*PROBLEM REQUIREMENTS*: Switch "motorboat" to "sailboat" everywhere in these lines, and write all the lines out again with nothing else changed.

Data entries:
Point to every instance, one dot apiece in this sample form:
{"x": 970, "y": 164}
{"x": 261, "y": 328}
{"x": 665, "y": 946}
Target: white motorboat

*EXPECTED ANSWER*:
Point to every instance, one dot apiece in this sample form:
{"x": 970, "y": 164}
{"x": 261, "y": 328}
{"x": 665, "y": 946}
Target: white sailboat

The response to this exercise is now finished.